Convert every line of the data below into a numbered list, skipping any blank lines. Leave the pictures out of your answer.

— BEGIN Material for the task —

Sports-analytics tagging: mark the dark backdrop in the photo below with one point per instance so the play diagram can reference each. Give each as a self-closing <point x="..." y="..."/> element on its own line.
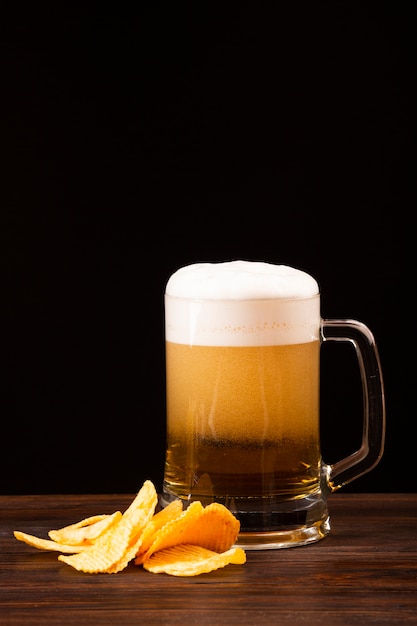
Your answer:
<point x="139" y="140"/>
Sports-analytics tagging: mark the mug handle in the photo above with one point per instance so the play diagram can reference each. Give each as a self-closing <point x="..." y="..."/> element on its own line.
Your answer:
<point x="373" y="434"/>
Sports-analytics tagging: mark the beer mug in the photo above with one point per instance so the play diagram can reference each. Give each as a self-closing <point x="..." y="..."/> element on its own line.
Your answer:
<point x="243" y="345"/>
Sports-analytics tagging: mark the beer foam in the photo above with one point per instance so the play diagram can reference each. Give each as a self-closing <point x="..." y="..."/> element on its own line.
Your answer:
<point x="241" y="303"/>
<point x="236" y="280"/>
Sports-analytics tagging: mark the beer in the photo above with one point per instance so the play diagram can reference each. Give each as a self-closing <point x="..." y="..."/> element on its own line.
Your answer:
<point x="242" y="421"/>
<point x="243" y="344"/>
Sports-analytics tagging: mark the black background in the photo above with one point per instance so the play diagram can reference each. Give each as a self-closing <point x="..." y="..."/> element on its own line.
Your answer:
<point x="137" y="140"/>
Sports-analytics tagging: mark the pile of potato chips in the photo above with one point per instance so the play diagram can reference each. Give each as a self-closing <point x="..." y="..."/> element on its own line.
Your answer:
<point x="174" y="541"/>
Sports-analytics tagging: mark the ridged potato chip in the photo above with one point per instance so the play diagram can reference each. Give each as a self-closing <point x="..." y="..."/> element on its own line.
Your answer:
<point x="175" y="541"/>
<point x="86" y="531"/>
<point x="213" y="527"/>
<point x="113" y="550"/>
<point x="189" y="560"/>
<point x="175" y="532"/>
<point x="169" y="513"/>
<point x="47" y="544"/>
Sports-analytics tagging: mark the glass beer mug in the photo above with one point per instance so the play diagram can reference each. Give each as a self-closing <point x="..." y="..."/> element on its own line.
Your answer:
<point x="243" y="345"/>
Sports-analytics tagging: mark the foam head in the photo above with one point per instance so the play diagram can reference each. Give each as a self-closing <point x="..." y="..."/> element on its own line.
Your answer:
<point x="241" y="303"/>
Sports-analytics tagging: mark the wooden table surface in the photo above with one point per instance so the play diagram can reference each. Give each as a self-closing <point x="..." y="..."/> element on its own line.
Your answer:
<point x="364" y="572"/>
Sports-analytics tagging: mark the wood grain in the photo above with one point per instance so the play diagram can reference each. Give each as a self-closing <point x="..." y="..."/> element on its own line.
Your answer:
<point x="364" y="572"/>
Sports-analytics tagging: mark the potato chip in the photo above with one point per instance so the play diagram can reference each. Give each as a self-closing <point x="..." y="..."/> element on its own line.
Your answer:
<point x="213" y="527"/>
<point x="175" y="531"/>
<point x="86" y="531"/>
<point x="175" y="541"/>
<point x="112" y="551"/>
<point x="169" y="513"/>
<point x="46" y="544"/>
<point x="216" y="529"/>
<point x="189" y="560"/>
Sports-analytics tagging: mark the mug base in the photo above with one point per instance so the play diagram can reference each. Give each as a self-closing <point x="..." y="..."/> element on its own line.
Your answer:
<point x="284" y="538"/>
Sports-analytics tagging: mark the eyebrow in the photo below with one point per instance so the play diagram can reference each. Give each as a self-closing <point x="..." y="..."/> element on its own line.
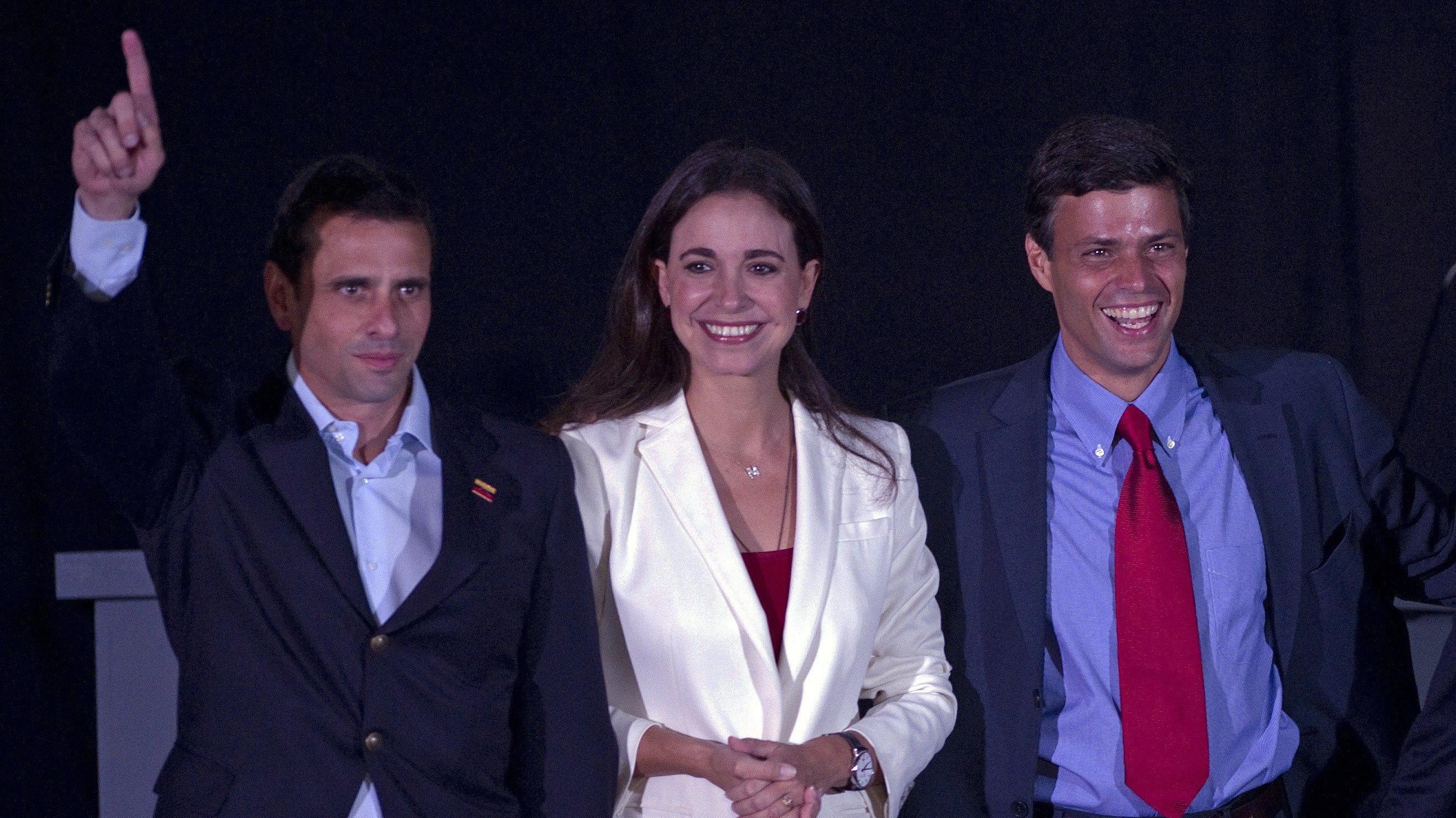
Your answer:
<point x="708" y="254"/>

— END Material for the task —

§ Response for this exercise
1. Sports-analytics tagging: mark the dark backdrop in the photo below with one point per instance so the play diagram can reference each. Give each as a self-closing <point x="..." y="..."/> element on its own line.
2. Your answer:
3. <point x="139" y="140"/>
4. Sports-analytics tagging: mark the mug handle in the photo above with one point per instance so the play diagram can reference each. Give each as a self-closing <point x="..." y="..."/> element on its own line.
5. Your answer:
6. <point x="373" y="434"/>
7. Sports-analytics tagging: mark the beer mug in the photo above with one point per instance so the play diagram can reference each. Give each as a self-closing <point x="..." y="..."/> element on its own line.
8. Your answer:
9. <point x="243" y="345"/>
10. Sports-analytics tagging: mark the beer foam in the photo above with one point per instance so the play diagram can reference each. Give each as a self-closing <point x="..." y="..."/> element on its own line.
11. Your answer:
12. <point x="241" y="303"/>
13. <point x="236" y="280"/>
14. Sports-analytics tagging: mark the beer in the photo above with one point per instance so the play diagram can reference each. Give each as a self-closing <point x="..." y="..."/> element on its own line.
15. Your answer:
16. <point x="242" y="421"/>
17. <point x="243" y="344"/>
18. Sports-analytics tagging: mark the black background in the photo above with one point per instance so the play diagram can reference each. Give each as a self-closing <point x="..." y="..."/> element on its own line.
19. Your answer:
20. <point x="137" y="140"/>
21. Sports-analytics tagging: mark the pile of potato chips in the photo above with one point per instance so the play diagram can reference each. Give each as a self-closing <point x="..." y="..."/> element on its own line.
22. Your answer:
23. <point x="174" y="541"/>
24. Sports-analytics tagging: mark the ridged potato chip in the photo above with one point per instance so the play diagram can reference each. Give each as a self-closing <point x="..." y="..."/> element on its own line.
25. Your answer:
26. <point x="175" y="541"/>
27. <point x="86" y="531"/>
28. <point x="213" y="527"/>
29. <point x="113" y="550"/>
30. <point x="189" y="560"/>
31. <point x="175" y="532"/>
32. <point x="169" y="513"/>
33. <point x="47" y="544"/>
34. Sports-analytics tagging: mark the glass beer mug in the photo above with one point per instance so the play diagram can reference each. Give each as a self-closing <point x="..." y="..."/> element on its own line.
35. Your answer:
36. <point x="243" y="345"/>
37. Sports-analytics tagging: mark the foam head in the photo above with one point per instance so the play diagram can reference each. Give each as a self-closing <point x="..." y="..."/> element on its own line.
38. Your answer:
39. <point x="241" y="303"/>
40. Sports-analytics tagging: mark the wooden table surface in the photo above with one point per instance so the play diagram can reference each. Give each as a self-closing <point x="..." y="..."/> element on its own line.
41. Your answer:
42. <point x="364" y="572"/>
43. Sports-analytics tagging: mark the wood grain in the photo above with one point per instance so the play diagram can reference each. Give each as a self-closing <point x="..." y="..."/> element on its own line.
44. Your answer:
45. <point x="364" y="572"/>
46. Sports-analytics tagging: mark the potato chip in the photo above with one point per instance so the play diagram can reference each. Give each as a self-closing <point x="..." y="..."/> element on its own line.
47. Your answer:
48. <point x="213" y="527"/>
49. <point x="175" y="531"/>
50. <point x="86" y="531"/>
51. <point x="175" y="541"/>
52. <point x="112" y="551"/>
53. <point x="169" y="513"/>
54. <point x="46" y="544"/>
55. <point x="216" y="529"/>
56. <point x="189" y="560"/>
57. Sports-analytics tagging: mark the mug base in the photo above with one point per instance so the play diagram can reference each. Give each as a self-closing <point x="..." y="..."/> element on its own line.
58. Your answer:
59. <point x="284" y="538"/>
60. Sports-analytics tagging: mark the eyebrow in the photo below with one point per instance so the play diagram can reference each. Give each as a self-closing <point x="..." y="..."/> element on its own line.
61. Your answer:
62. <point x="708" y="254"/>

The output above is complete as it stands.